Reading passage.
%%

More States Reach 30 Percent Obesity Rate
Obesity is common, serious and costly. Promote policies and programs at school, at work and in the community that make the healthy choice the easy choice.
The obesity epidemic affects every state, according to a new CDC report. No state met the country’s Healthy People 2010 goal to lower obesity to 15 percent. The report also makes recommendations on how to reverse the epidemic.
The CDC Vital Signs report, titled “State-Specific Obesity Prevalence Among Adults – United States, 2009,” points out that people who are obese incurred $1,429 per person extra in medical costs compared to people of normal weight, and that the nation’s total medical costs of obesity were $147 billion in 2008. New data shows that nine states had an obesity rate of 30 percent or higher in 2009. In comparison, no state had an obesity rate of 30 percent or more in 2000, and only three states reached the 30 percent mark in 2007.
Obesity affects some communities more than others. The highest rates were found among non-Hispanic blacks overall, whose rate was 36.8%, and non-Hispanic black women, whose rate was 41.9%. The rate for Hispanics was 30.7%, and the rate among all non-high school graduates was 32.9%. In addition, the obesity rate was higher in some regions of the country than others. Midwesterners had a rate of 28.2% and residents of the South were at 28.4%. Wisconsin residents rated at 28.7%.
2009 State Obesity Rates
Alabama 31.0 Illinois 26.5 Montana 23.2 Rhode Island 24.6
Alaska 24.8 Indiana 29.5 Nebraska 27.2 South Carolina 29.4
Arizona 25.5 Iowa 27.9 Nevada 25.8 South Dakota 29.6
Arkansas 30.5 Kansas 28.1 New Hampshire 25.7 Tennessee 32.3
California 24.8 Kentucky 31.5 New Jersey 23.3 Texas 28.7
Colorado 18.6 Louisiana 33.0 New Mexico 25.1 Utah 23.5
Connecticut 20.6 Maine 25.8 New York 24.2 Vermont 22.8
Delaware 27.0 Maryland 26.2 North Carolina 29.3 Virginia 25.0
Washington DC 19.7 Massachusetts 21.4 North Dakota 27.9 Washington 26.4
Florida 25.2 Michigan 29.6 Ohio 28.8 West Virginia 31.1
Georgia 27.2 Minnesota 24.6 Oklahoma 31.4 Wisconsin 28.7
Hawaii 22.3 Mississippi 34.4 Oregon 23.0 Wyoming 24.6
Idaho 24.5 Missouri 30.0 Pennsylvania 27.4
Serious, Complex Problem
Obesity is a contributing cause of many other health problems, including heart disease stroke, diabetes, and some types of cancer. These are some of the leading causes of death in the U.S. Obesity can cause sleep apnea and breathing problems as well as limit mobility. Obesity can also causes problems during pregnancy or make it more difficult for a woman to become pregnant.
Obesity is a complex problem that requires both personal and community action. People in all communities should be able to make healthy choices. To reverse this epidemic, we need to change our communities into places that strongly support healthy eating and active living.
The report recommends individual, community, state and national government efforts.
All people can:
Eat more fruits and vegetables and fewer foods high in fat and sugar.
Drink more water instead of sugary drinks.
Be more physically active.
Watch less television.
Promote policies and programs at school, at work, and in the community that make the healthy choice the easy choice.

%%

Exercise prompt. Summarize the article on state obesity rates in two sentences.

[Point localization data]

%%

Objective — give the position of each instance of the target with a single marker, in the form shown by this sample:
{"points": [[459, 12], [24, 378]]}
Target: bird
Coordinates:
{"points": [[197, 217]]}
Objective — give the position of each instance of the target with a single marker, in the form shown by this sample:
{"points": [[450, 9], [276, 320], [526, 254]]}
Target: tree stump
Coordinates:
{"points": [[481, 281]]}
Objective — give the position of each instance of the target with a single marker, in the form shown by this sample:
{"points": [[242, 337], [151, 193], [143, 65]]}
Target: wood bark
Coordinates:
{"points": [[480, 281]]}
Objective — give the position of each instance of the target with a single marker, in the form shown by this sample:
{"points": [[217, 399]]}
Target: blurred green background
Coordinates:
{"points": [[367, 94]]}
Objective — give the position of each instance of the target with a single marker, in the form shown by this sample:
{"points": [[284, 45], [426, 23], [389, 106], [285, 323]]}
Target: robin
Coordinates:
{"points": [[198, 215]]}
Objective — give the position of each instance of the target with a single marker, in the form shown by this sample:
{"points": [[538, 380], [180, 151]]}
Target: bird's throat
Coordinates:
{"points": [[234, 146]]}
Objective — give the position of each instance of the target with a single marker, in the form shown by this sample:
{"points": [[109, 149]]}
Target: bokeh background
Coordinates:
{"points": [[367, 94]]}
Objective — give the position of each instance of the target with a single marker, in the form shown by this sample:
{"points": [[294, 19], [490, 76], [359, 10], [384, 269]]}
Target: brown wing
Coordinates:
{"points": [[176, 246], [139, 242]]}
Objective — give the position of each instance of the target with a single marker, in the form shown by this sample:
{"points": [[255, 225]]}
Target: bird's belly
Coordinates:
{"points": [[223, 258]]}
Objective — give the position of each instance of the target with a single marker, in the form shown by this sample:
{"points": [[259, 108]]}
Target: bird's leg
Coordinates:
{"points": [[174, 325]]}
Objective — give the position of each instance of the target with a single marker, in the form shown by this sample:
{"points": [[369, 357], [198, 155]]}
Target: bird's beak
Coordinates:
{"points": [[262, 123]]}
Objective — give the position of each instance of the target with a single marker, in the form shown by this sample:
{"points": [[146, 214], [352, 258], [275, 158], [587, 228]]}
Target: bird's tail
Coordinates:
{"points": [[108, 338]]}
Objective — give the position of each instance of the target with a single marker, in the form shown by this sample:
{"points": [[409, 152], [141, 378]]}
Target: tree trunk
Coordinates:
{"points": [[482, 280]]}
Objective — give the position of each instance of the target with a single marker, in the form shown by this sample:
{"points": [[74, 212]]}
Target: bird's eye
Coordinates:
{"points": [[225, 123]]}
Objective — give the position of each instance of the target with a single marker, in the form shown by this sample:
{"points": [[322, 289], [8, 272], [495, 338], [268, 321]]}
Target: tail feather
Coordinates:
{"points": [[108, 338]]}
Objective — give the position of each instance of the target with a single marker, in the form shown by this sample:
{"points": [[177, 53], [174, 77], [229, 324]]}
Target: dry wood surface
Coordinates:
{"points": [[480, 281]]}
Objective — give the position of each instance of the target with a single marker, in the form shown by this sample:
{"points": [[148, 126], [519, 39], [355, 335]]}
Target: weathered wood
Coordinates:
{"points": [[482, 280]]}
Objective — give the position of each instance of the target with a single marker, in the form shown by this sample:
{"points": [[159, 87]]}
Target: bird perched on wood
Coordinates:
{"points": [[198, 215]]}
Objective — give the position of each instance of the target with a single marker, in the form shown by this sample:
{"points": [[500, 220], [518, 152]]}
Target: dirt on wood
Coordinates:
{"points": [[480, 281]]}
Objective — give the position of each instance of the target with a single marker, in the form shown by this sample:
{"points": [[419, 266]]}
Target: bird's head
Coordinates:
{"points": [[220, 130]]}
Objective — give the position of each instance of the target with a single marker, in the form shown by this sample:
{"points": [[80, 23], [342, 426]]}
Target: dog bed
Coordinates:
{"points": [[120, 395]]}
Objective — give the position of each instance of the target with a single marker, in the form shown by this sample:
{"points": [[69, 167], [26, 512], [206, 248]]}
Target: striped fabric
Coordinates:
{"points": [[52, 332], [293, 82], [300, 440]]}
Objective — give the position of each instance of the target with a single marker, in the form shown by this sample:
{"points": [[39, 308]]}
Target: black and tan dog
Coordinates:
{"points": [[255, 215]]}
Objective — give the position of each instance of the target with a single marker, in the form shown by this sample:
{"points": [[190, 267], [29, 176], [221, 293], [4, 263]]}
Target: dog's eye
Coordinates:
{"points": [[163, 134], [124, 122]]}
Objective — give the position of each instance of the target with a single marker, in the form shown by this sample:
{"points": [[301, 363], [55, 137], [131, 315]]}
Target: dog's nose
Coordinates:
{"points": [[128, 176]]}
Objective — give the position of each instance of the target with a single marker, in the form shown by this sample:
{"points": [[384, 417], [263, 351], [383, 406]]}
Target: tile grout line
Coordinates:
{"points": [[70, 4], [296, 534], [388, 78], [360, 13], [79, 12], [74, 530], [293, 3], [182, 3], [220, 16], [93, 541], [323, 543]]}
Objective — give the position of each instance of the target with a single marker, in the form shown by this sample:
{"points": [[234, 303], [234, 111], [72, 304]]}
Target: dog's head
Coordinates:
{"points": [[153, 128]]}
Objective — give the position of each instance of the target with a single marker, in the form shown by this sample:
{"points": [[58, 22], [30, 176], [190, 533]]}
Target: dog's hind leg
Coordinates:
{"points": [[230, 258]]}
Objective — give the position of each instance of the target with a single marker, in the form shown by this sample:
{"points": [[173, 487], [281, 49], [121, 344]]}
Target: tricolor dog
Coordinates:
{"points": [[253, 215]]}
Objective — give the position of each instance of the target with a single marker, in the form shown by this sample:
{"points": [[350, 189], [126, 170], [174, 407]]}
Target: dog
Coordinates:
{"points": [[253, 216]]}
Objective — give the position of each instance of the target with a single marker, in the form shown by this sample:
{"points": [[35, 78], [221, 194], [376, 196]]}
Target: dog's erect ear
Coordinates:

%%

Expected output. A CDC Vital Signs report finds that obesity affects every state, that no state met the Healthy People 2010 goal of lowering obesity to 15 percent, and that nine states had obesity rates of 30 percent or higher in 2009, compared with none in 2000 and three in 2007. Obesity's total medical costs reached $147 billion in 2008, it affects some communities more than others (most of all non-Hispanic black women, at 41.9%), and the report recommends individual, community, state and national efforts such as eating more fruits and vegetables and being more physically active.